#### [Task statement]
Retype every line of the data, keeping each word exactly.

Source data
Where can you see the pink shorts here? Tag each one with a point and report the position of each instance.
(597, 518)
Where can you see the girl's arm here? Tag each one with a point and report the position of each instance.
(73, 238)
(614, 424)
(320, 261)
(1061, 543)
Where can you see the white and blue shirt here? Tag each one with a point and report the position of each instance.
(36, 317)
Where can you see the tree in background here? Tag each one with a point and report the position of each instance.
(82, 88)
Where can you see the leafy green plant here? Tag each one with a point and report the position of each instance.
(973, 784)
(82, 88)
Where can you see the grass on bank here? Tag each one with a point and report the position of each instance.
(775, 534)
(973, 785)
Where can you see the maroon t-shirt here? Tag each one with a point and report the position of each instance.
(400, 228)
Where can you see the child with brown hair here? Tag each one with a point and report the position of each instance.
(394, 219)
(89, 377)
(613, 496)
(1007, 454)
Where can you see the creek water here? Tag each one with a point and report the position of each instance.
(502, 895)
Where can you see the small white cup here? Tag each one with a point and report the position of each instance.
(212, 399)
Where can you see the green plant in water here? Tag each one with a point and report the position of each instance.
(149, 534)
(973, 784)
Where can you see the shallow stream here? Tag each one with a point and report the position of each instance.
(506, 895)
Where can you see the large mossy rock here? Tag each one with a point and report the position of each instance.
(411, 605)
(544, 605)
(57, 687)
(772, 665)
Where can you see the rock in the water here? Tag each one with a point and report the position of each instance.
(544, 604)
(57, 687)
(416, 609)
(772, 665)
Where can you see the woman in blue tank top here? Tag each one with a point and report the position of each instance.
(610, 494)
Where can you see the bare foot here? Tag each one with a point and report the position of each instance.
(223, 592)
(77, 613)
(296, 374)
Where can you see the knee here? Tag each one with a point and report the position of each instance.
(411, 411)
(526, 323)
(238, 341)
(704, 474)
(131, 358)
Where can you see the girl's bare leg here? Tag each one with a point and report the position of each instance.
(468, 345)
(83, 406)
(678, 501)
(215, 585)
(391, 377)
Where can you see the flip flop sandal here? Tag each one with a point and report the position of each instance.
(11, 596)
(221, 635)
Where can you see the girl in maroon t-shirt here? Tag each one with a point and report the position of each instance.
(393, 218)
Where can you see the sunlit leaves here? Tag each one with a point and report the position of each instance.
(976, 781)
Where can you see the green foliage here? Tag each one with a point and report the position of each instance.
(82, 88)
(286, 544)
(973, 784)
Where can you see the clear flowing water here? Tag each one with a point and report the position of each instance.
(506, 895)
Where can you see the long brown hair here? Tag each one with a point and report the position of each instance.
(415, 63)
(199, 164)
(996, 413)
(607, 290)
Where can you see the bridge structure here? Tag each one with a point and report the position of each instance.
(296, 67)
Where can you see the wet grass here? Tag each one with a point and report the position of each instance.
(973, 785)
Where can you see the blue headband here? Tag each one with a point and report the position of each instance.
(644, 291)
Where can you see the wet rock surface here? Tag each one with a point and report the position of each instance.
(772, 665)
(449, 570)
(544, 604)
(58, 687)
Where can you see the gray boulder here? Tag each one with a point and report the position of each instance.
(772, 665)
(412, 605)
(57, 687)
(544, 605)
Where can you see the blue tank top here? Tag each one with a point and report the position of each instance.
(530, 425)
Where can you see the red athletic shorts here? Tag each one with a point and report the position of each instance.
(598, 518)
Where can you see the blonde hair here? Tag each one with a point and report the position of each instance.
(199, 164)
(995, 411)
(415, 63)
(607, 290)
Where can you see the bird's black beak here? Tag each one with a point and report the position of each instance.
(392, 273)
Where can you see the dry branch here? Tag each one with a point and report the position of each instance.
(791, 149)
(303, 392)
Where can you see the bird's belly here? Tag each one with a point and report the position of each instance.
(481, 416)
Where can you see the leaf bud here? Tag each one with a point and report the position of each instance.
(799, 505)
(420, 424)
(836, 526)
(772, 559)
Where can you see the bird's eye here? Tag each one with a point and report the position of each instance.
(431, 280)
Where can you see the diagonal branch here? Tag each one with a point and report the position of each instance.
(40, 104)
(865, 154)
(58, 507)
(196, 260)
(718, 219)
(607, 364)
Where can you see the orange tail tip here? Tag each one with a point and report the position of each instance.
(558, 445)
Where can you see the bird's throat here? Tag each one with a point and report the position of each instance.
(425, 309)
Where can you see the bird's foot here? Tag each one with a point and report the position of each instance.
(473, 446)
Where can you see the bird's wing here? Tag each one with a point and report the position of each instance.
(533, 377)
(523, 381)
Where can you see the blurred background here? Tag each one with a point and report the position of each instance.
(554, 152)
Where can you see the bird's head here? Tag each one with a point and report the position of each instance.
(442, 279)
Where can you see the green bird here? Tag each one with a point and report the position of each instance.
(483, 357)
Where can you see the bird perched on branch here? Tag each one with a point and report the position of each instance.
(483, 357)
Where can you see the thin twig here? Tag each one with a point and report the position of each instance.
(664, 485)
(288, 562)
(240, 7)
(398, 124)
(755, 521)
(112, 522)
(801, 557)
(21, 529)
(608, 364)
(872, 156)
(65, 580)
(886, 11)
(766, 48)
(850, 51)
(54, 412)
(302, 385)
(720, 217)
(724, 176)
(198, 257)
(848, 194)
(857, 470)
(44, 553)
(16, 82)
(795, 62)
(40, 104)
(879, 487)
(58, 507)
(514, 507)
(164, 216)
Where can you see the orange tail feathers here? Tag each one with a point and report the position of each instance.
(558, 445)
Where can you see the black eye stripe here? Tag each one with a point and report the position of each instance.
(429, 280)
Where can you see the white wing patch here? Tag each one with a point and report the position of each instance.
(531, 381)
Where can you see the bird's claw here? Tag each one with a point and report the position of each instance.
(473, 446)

#### [Answer to the problem]
Where can you see the pink shorts here? Tag each one with a point and report the position of each instance.
(597, 518)
Where can you see the girl's arm here? Tag each one with a point and report the position of each instance.
(73, 238)
(614, 424)
(320, 261)
(1061, 543)
Where can you see the white and blue shirt here? Tag each one with a point and report the position of each instance.
(36, 317)
Where can you see the tree in background here? Tag each one with a point and report the position of each instance.
(82, 88)
Where can you see the leafy green plant here? Tag each one with a point and report the position of each instance.
(973, 784)
(82, 88)
Where can you see the grass on bank here? Tag each one with a point and report the position of each instance.
(775, 534)
(973, 785)
Where can you see the maroon t-shirt here? Tag each one with a point and report the position of each instance.
(400, 228)
Where can you see the child with brown hair here? Tag each one with a point and report the position of each instance.
(394, 219)
(89, 377)
(613, 496)
(1007, 454)
Where can you see the creek water here? Tag each one with a point and report the position of each instance.
(502, 895)
Where can you see the small white cup here? Tag each one with a point and report the position of each instance.
(212, 399)
Where can you see the green plant in water here? Tag each one with a point and report the position of each instance.
(149, 534)
(973, 784)
Where can you see the shallow stream here? Tag each one with a point and report the position of each instance.
(506, 895)
Where can you see the large mossy rock here? Tag each one with a point and report the position of each instance.
(411, 605)
(544, 605)
(57, 687)
(772, 665)
Where can you see the rock in the water here? Tag each one with a point and report the position of each instance.
(544, 604)
(57, 687)
(416, 609)
(772, 665)
Where can you see the woman in blue tank top here? Tag each one with a point and report the position of each instance.
(610, 494)
Where can you see the bare foot here? Tag each one with a point and report the position of each instance.
(223, 592)
(77, 613)
(296, 374)
Where can you see the knee here? Tag each one with a point and report the position of each instance.
(411, 411)
(526, 323)
(238, 341)
(704, 474)
(131, 358)
Where can you see the girl's bare leg here? Tag each one with a point and report the position of each instance.
(468, 345)
(83, 406)
(678, 501)
(215, 585)
(391, 377)
Where can you see the flip flop sandal here? Tag each one with a point and report the position of each instance.
(11, 596)
(221, 635)
Where can you see the girl in maroon t-shirt here? Tag each one with a point and report the position of each instance.
(393, 218)
Where can you see the sunlit leaves here? Tag each one with a point and report the position of each instance.
(976, 781)
Where can you see the green foliage here? Tag each one with a point and report the position of each instance.
(82, 88)
(286, 544)
(973, 784)
Where can you see the clear flowing water here? Tag each one with a point and report the position of each instance.
(506, 895)
Where can you see the long brown hair here? Tag each one with a point and report the position of each instance.
(415, 63)
(199, 164)
(996, 413)
(607, 290)
Where can you see the bridge structure here? Tag each one with a point and report the position of each instance.
(296, 67)
Where can you see the wet grass here? Tag each one with a point and report the position of each instance.
(973, 785)
Where can you see the blue headband here? Tag each one with a point and report the position of each instance.
(644, 291)
Where can you see the wet rock surface here? Tag each one with a point and report the position of each instance.
(772, 665)
(449, 570)
(544, 604)
(58, 687)
Where can you see the gray boulder here? Tag each one with a point and report the position of each instance.
(772, 665)
(412, 605)
(57, 687)
(544, 605)
Where can you see the blue tank top here? Tag each one with a point and report the position of each instance.
(530, 425)
Where can you see the red athletic shorts here? Tag each one with a point and report the position of each instance.
(598, 518)
Where can you see the blonde hair here? Tag each one with a point and report the position of each instance.
(199, 164)
(995, 411)
(415, 63)
(607, 290)
Where can you see the bird's black beak here? Tag each one with a point and report the position of each instance.
(392, 273)
Where can you see the dry branch here? Tag each one with a point and report the position of each instance.
(791, 149)
(303, 392)
Where can you see the bird's belly here? Tag each one with a point and report the position of each instance.
(481, 416)
Where can you see the leaf bud here? Tag each one with a point and report the position of each instance.
(799, 505)
(420, 424)
(836, 526)
(772, 559)
Where can you see the bird's eye here? Tag each one with a point and report the position of each instance.
(431, 280)
Where can you see the diagonal branch here? Tag each one with a point and report the position of each instance.
(40, 104)
(865, 154)
(58, 507)
(196, 260)
(718, 219)
(607, 364)
Where can you see the orange tail tip here? Tag each one with a point and report the position of each instance.
(558, 445)
Where can you see the bird's throat here? Tag each one with a point and report the position of each instance.
(425, 309)
Where can you see the bird's foot here? Tag each one with a point and report the position of each instance.
(473, 446)
Where can you see the bird's wing here? Tag each one with a point and report the position of each instance.
(533, 377)
(523, 381)
Where can you see the blurred background here? Tag each one with a point and report the position of each instance.
(554, 152)
Where can you see the bird's head here? Tag each one with a point and report the position of each instance.
(442, 279)
Where can you see the green bird here? Tag each one with a point and report the position of each instance.
(483, 357)
Where can you see the bird perched on branch here? Tag each one with a point and report the position of each instance.
(483, 357)
Where can you see the thin twig here? Tag each one with a point and report the position of each instance.
(664, 485)
(288, 562)
(240, 7)
(398, 124)
(755, 521)
(112, 522)
(801, 557)
(21, 529)
(608, 364)
(872, 156)
(65, 580)
(886, 11)
(766, 48)
(850, 51)
(54, 412)
(302, 385)
(720, 217)
(724, 176)
(198, 257)
(848, 194)
(857, 470)
(44, 553)
(16, 82)
(795, 62)
(40, 104)
(879, 487)
(58, 507)
(514, 507)
(164, 216)
Where can you see the orange tail feathers here? Tag each one with a point and report the position of each instance.
(558, 445)
Where can you see the black eye stripe here? Tag each one with a point and report the position of each instance.
(429, 280)
Where can you see the white wing patch here? Tag each one with a point and report the position of each instance.
(531, 381)
Where can you see the bird's claw here? Tag each one with a point and report the position of each instance.
(473, 446)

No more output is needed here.